» **TEXTO DE ESTUDIO**:
====================
Petr Jasek encarcelado con ISIS en Sudán
Sudan
Cuando el oficial de seguridad del aeropuerto me dio una palmada en el hombro (Petr) y me hizo un gesto para que lo siguiera, no pensé mucho en ello. Era el 10 de diciembre de 2015, y me dirigía a casa después de pasar cuatro días en Sudán en reuniones con cristianos para evaluar cómo VOM podría ayudar a la iglesia allá. Con mi tarjeta de embarque en la mano supuse que simplemente se me someterían a un control de seguridad adicional en el aeropuerto de Jartum.
Todo parecía de rutina hasta que el oficial extendió varias fotografías ante mí en una mesa. Miré con asombro las fotografías que me tomaron fuera de mi hotel y otras fotos mías en un restaurante donde había compartido una comida con un pastor sudanés. Claramente, había estado bajo vigilancia por la policía sudanesa desde que entré al país.
Miré nerviosamente mi reloj. Mi avión estaba a punto de despegar y yo no estaría en él. En cambio, estaba siendo acusado falsamente de múltiples delitos, incluido el de espionaje y el de entrar a Sudán ilegalmente.
PREPARADO PARA EL SUFRIMIENTO
Cuando era adolescente, mi padre me entregó un libro un día y simplemente me dijo: «Deberías leer esto». Y así fue como llegué a conocer a Richard Wurmbrand.
El libro del pastor Wurmbrand In God’s Underground [En la clandestinidad de Dios] había sido introducido de contrabando a nuestra Checoslovaquia natal por cristianos que proporcionaban ayuda a la iglesia clandestina. Mi padre ya había sufrido acoso y arresto como pastor, y mis hermanos, mis hermanas y yo fuimos acosados en la escuela por negarnos a unirnos a los Jóvenes Pioneros y usar el revelador pañuelo rojo del grupo comunista.
Mientras leía el sufrimiento del pastor Wurmbrand no podía imaginar que algún día lo conocería y trabajaría para la organización que fundó en 1967. Tampoco podía imaginar que casi cuarenta años más tarde me entregarían otro de sus libros —una traducción checa de If Prison Walls Could Speak [Si las paredes de la prisión pudieran hablar]— mientras me encontraba en una prisión sudanesa.
Cuando el pastor Wurmbrand y su esposa, Sabina, estaban lanzando su ministerio llamado Jesús al Mundo Comunista, más tarde renombrado La Voz de los Mártires, yo era el hijo de un pastor en el mundo comunista. Checoslovaquia se había convertido en un satélite de la Unión Soviética después de que los comunistas tomaron el poder en 1948, y para cuando nací, en la década de 1960, el país estaba firmemente arraigado en el Bloque Oriental.
====================
Entradas de datos recopiladas:
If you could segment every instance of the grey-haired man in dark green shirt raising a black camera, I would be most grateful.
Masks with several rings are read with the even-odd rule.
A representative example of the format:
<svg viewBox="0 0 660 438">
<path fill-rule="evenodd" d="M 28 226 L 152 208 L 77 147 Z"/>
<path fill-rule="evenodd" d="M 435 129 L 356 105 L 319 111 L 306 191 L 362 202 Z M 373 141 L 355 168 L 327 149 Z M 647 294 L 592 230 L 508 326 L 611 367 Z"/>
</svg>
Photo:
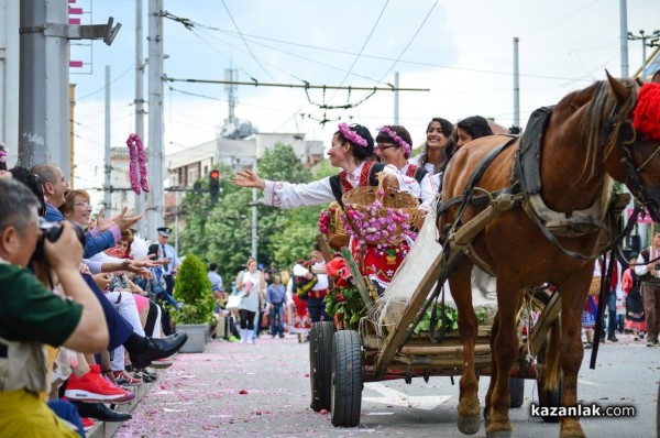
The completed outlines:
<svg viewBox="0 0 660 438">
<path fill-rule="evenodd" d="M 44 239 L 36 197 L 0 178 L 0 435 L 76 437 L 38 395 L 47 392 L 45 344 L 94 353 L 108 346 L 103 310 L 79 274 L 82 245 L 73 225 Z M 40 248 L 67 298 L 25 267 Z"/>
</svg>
====================
» **PREGUNTAS PARA RESPONDER**:
• A. Según el texto sobre Petr Jasek, ¿en qué fecha el oficial de seguridad del aeropuerto le pidió que lo siguiera?
• B. Reproduce del texto sobre Petr Jasek el fragmento que va desde «Miré nerviosamente mi» hasta «a Sudán ilegalmente.», sin cambiar nada.

» **SOLUCIONES POR TAREA**:
• A. El 10 de diciembre de 2015.

• B.
Miré nerviosamente mi reloj. Mi avión estaba a punto de despegar y yo no estaría en él. En cambio, estaba siendo acusado falsamente de múltiples delitos, incluido el de espionaje y el de entrar a Sudán ilegalmente.